## Exercise instructions
Begin at the line below that contains "For every instance of the flag". Repeat it and all remaining lines of the records exactly.

'''

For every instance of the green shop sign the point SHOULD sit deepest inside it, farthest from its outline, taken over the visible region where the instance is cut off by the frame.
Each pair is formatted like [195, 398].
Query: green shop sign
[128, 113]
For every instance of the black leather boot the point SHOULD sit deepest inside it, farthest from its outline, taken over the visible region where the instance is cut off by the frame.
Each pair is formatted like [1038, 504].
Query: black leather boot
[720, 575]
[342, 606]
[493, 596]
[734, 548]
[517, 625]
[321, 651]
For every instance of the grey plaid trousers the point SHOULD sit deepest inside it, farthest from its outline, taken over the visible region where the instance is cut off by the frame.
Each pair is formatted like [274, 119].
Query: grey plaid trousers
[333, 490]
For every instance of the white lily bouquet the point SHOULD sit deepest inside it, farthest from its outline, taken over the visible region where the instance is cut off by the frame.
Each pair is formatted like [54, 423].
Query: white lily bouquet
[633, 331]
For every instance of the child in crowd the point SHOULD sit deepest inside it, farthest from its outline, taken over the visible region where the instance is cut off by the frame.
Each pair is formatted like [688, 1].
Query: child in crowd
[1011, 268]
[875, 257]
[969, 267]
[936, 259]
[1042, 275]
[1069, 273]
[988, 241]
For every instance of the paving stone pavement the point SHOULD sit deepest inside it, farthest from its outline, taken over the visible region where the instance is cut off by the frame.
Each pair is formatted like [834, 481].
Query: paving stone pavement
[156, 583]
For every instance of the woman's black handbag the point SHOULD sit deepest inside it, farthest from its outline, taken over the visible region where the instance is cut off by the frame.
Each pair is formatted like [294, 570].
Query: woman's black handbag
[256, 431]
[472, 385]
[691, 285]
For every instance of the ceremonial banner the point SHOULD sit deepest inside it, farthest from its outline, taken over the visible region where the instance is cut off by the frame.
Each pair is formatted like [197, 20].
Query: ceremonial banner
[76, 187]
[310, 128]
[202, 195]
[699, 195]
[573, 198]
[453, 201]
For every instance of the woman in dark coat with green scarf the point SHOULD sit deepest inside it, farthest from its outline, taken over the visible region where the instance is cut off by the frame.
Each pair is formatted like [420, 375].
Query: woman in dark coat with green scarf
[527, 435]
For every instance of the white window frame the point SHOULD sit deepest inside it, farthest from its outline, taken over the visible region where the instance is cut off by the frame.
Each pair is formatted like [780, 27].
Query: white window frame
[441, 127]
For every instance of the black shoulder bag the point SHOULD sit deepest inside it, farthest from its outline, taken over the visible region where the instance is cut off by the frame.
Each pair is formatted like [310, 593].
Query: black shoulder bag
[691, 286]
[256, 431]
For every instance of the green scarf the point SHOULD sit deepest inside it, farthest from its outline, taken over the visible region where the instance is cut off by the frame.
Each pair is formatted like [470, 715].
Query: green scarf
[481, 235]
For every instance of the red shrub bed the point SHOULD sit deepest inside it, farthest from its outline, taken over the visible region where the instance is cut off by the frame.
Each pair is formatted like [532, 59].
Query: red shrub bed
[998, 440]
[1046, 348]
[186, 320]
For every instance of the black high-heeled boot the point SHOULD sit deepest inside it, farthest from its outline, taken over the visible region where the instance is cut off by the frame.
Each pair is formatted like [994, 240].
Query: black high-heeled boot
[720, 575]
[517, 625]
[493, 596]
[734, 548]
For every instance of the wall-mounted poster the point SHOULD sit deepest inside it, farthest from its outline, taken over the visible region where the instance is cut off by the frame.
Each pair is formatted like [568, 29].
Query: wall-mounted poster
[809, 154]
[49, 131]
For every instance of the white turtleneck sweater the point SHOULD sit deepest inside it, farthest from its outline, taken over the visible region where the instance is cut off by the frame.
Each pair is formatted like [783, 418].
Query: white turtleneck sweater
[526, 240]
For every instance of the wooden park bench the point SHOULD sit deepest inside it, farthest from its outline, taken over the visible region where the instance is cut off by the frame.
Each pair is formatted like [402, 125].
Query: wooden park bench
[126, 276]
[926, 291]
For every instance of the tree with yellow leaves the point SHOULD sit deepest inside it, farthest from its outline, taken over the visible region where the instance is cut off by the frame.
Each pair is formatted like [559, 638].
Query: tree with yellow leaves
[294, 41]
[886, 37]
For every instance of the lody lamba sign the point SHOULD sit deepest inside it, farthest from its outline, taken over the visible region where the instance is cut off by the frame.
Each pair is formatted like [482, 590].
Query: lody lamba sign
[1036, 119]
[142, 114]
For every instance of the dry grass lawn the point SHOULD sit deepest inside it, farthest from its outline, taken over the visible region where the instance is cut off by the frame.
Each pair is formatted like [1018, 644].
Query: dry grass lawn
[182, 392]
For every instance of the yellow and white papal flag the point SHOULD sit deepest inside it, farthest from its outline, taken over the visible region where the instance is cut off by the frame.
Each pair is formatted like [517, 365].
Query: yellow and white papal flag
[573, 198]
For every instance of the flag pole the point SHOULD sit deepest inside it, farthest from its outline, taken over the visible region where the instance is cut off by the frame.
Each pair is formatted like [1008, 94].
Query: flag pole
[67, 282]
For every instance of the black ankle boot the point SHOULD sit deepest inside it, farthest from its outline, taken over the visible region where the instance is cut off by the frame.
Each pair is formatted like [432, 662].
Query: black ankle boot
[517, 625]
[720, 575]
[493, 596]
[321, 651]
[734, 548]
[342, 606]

'''

## Task result
For every instance of the flag pole the point SHOULD sit deepest inside it, farthest from its outline, taken over the visible region where the instance is cut off by the frame.
Each pair is formatted like [1008, 94].
Query: flag pole
[67, 282]
For every instance of the black ankle boot the point SHOULD sit deepest inside it, farthest from its outline, taken over the visible region where the instance is cut off by the frame.
Each pair is formatted like [432, 662].
Query: black ankle boot
[517, 625]
[720, 575]
[493, 596]
[321, 651]
[734, 548]
[342, 606]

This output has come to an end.